# [YOUR TASK]
Locate every line below that contains the word "white" and copy each of those lines.
——————————
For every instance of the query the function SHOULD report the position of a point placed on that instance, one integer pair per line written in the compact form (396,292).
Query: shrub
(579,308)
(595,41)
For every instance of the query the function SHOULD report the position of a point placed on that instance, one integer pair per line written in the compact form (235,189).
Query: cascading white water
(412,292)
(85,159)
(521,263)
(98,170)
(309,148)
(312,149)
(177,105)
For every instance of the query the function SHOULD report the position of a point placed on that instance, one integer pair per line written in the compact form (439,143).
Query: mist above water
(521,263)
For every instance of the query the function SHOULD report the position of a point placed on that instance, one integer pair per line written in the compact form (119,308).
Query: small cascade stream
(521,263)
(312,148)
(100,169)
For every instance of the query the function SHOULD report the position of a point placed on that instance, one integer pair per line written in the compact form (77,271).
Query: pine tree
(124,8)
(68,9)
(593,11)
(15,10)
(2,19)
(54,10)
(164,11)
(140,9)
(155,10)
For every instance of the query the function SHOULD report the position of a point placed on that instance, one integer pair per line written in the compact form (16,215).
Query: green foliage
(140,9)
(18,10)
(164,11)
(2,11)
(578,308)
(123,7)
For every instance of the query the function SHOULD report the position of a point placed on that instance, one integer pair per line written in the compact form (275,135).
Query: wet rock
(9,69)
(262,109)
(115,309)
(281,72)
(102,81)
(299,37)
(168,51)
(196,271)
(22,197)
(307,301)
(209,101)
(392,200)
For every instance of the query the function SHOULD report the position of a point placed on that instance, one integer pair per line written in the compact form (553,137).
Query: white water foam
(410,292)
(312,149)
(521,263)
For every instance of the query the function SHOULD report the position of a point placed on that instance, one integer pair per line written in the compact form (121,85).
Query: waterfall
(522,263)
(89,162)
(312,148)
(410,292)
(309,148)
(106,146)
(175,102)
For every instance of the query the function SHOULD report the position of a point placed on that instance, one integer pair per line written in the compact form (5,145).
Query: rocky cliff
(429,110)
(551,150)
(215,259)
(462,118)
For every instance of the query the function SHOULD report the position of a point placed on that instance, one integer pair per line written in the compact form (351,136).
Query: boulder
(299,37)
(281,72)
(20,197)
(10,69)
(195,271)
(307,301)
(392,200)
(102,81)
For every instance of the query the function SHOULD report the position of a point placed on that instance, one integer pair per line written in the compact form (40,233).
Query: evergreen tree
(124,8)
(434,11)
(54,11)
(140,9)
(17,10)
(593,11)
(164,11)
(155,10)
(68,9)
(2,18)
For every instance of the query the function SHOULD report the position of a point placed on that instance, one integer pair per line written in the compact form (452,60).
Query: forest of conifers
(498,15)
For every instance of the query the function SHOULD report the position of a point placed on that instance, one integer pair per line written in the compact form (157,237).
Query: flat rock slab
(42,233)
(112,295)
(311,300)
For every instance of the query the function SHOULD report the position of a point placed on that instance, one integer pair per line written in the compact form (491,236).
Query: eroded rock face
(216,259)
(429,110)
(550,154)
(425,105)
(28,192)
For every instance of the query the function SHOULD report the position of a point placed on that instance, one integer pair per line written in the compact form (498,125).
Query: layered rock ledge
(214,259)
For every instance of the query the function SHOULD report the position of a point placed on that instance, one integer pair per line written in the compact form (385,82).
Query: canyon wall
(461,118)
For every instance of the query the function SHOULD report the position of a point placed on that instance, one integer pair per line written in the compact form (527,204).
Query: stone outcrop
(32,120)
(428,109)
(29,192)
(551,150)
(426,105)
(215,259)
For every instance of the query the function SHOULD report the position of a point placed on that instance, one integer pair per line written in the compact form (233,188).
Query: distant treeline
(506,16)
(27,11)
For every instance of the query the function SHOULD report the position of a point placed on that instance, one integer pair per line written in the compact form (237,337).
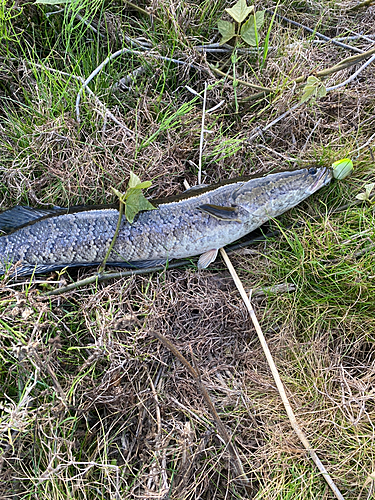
——————————
# [RESPONSE]
Query: cascading white water
Query: white water foam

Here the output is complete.